> **Stored data entries**

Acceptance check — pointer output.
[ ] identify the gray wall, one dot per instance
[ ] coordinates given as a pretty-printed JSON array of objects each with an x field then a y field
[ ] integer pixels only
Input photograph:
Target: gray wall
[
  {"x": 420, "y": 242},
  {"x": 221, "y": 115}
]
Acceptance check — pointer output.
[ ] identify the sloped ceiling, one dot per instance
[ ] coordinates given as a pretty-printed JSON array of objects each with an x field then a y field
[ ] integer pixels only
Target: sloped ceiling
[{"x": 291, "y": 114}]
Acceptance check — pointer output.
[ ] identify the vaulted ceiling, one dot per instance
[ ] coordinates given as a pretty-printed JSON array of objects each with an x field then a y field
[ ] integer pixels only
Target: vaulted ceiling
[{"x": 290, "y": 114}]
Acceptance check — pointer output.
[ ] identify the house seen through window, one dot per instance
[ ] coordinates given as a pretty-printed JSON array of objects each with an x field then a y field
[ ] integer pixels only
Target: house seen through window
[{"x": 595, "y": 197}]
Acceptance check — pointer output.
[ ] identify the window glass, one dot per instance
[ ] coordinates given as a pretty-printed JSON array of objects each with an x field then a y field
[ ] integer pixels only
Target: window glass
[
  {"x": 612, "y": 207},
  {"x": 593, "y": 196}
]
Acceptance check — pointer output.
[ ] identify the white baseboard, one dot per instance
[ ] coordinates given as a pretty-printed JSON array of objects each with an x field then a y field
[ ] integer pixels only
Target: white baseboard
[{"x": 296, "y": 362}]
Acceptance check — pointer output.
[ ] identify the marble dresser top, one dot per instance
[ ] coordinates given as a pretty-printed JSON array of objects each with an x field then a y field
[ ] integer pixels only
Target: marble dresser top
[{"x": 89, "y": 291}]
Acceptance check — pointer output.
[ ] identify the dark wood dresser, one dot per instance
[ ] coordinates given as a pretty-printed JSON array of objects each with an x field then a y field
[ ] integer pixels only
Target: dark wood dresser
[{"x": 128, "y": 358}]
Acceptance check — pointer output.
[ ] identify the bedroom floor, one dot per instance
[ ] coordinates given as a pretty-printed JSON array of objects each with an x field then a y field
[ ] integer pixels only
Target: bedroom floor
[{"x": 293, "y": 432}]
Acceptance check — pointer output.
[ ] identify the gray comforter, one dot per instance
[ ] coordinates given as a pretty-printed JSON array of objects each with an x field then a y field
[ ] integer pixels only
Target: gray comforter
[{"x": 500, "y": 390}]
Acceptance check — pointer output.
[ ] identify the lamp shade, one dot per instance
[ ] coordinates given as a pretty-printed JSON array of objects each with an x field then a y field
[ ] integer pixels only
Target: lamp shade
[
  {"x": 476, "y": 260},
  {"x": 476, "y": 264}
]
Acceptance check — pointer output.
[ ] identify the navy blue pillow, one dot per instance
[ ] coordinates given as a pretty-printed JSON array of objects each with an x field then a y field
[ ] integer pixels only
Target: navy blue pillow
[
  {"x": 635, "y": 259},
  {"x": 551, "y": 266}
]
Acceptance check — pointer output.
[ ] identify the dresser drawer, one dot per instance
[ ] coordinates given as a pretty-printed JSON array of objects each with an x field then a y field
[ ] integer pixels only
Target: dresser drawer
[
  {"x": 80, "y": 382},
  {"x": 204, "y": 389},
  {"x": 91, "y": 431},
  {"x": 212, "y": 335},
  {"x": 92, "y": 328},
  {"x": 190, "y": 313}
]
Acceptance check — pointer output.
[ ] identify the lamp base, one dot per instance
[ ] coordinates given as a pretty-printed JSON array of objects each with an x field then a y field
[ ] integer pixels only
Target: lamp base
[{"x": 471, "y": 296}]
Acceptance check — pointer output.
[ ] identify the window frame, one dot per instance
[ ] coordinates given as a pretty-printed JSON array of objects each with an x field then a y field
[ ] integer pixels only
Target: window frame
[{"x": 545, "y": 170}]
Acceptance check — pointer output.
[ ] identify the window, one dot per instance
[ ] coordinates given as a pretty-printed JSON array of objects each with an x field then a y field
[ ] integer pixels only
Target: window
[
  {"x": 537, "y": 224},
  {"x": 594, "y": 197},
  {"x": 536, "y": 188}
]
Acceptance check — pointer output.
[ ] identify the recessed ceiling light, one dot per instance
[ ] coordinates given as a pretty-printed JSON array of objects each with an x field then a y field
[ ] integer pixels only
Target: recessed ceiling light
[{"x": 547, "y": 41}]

> **WHAT THE EXERCISE ASKS**
The whole of the data above must be given again, unaltered and complete.

> **SOLVED EXERCISE**
Acceptance check — pointer output.
[ ] identify the gray wall, one dot per instance
[ ] coordinates given as a pretty-printed JSON array of objects each with an x field then a y field
[ ] integer pixels only
Input photograph:
Target: gray wall
[
  {"x": 420, "y": 242},
  {"x": 221, "y": 115}
]
Acceptance check — pointer output.
[ ] identify the sloped ceiling, one dot per instance
[ ] coordinates given as a pretty-printed JSON array of objects each with an x field then a y field
[ ] integer pixels only
Target: sloped ceiling
[{"x": 291, "y": 114}]
Acceptance check — pointer output.
[ ] identify the vaulted ceiling, one dot per instance
[ ] coordinates given as a pretty-printed JSON array of objects each with an x field then a y field
[ ] integer pixels only
Target: vaulted ceiling
[{"x": 290, "y": 114}]
Acceptance check — pointer output.
[ ] identify the house seen through window, one dot per instance
[ ] coordinates given as a pretty-printed JSON array of objects each with an x field then a y field
[ ] integer pixels only
Target: house seen through window
[{"x": 595, "y": 197}]
Acceptance check — pointer output.
[ ] identify the window glass, one dot per instance
[ ] coordinates given as a pretty-printed JSON array of objects each with an x field then a y field
[ ] integer pixels only
Target: window glass
[
  {"x": 612, "y": 207},
  {"x": 593, "y": 196}
]
Acceptance check — pointer output.
[ ] identify the white baseboard, one dot per instance
[ ] coordinates given as a pretty-printed JSON array of objects each with an x field then a y field
[ ] integer pixels only
Target: white baseboard
[{"x": 296, "y": 362}]
Acceptance check — pointer output.
[ ] identify the marble dresser top, one dot per instance
[ ] coordinates given as a pretty-printed JSON array of objects each with an x field then a y field
[ ] integer pixels only
Target: marble dresser top
[{"x": 89, "y": 291}]
Acceptance check — pointer output.
[ ] identify the dark wood dresser, one dot per instance
[ ] coordinates given as a pretty-printed JSON array of objects each with an x field then a y field
[ ] integer pixels only
Target: dark wood dresser
[{"x": 128, "y": 358}]
Acceptance check — pointer output.
[ ] identify the bedroom floor, one dot per instance
[ ] coordinates given as a pretty-printed JSON array of objects each with an x field then a y field
[ ] integer pixels only
Target: bedroom floor
[{"x": 293, "y": 432}]
Acceptance check — pointer output.
[ ] identify the gray comforter, one dot per instance
[ ] coordinates given as a pretty-printed JSON array of objects each with an x field then a y field
[ ] integer pixels only
Target: gray comforter
[{"x": 500, "y": 390}]
Acceptance check — pointer output.
[ ] identify the lamp shade, one dot per instance
[ ] coordinates given as a pretty-printed JSON array of objects each with an x field then a y field
[ ] integer pixels only
Target: lamp shade
[
  {"x": 476, "y": 260},
  {"x": 476, "y": 264}
]
Acceptance check — pointer output.
[ ] identify the navy blue pillow, one dot per instance
[ ] coordinates given as a pretty-printed JSON array of objects each with an x field then a y field
[ ] integer pixels only
Target: navy blue pillow
[
  {"x": 635, "y": 259},
  {"x": 551, "y": 266}
]
Acceptance check — pointer output.
[ ] identify the dresser drawer, one dot per instance
[ ] coordinates given as a pretty-printed JSON array of objects each with an x field then a y field
[ ] integer pixels only
Target: dresser drawer
[
  {"x": 80, "y": 382},
  {"x": 204, "y": 389},
  {"x": 91, "y": 431},
  {"x": 212, "y": 335},
  {"x": 92, "y": 328},
  {"x": 190, "y": 313}
]
Acceptance check — pointer output.
[ ] identify the lamp base, one dot per instance
[ ] coordinates given as a pretty-printed JSON array of objects each with an x field then a y field
[ ] integer pixels only
Target: lamp base
[{"x": 471, "y": 296}]
Acceptance check — pointer output.
[ ] identify the window frame, one dot per instance
[ ] coordinates given as a pretty-printed JSON array of objects each with an x field then a y field
[ ] integer pixels only
Target: window frame
[{"x": 545, "y": 170}]
Acceptance check — pointer output.
[ ] identify the window, one dot per instance
[ ] coordinates given as a pretty-printed JSON array of objects each with an x field then a y field
[ ] integer pixels only
Target: window
[
  {"x": 537, "y": 224},
  {"x": 594, "y": 197},
  {"x": 536, "y": 188}
]
Acceptance check — pointer output.
[ ] identify the recessed ceiling light, one dot per instance
[ ] coordinates given as a pretty-printed JSON array of objects each with an x field then a y field
[ ] integer pixels only
Target: recessed ceiling light
[{"x": 547, "y": 41}]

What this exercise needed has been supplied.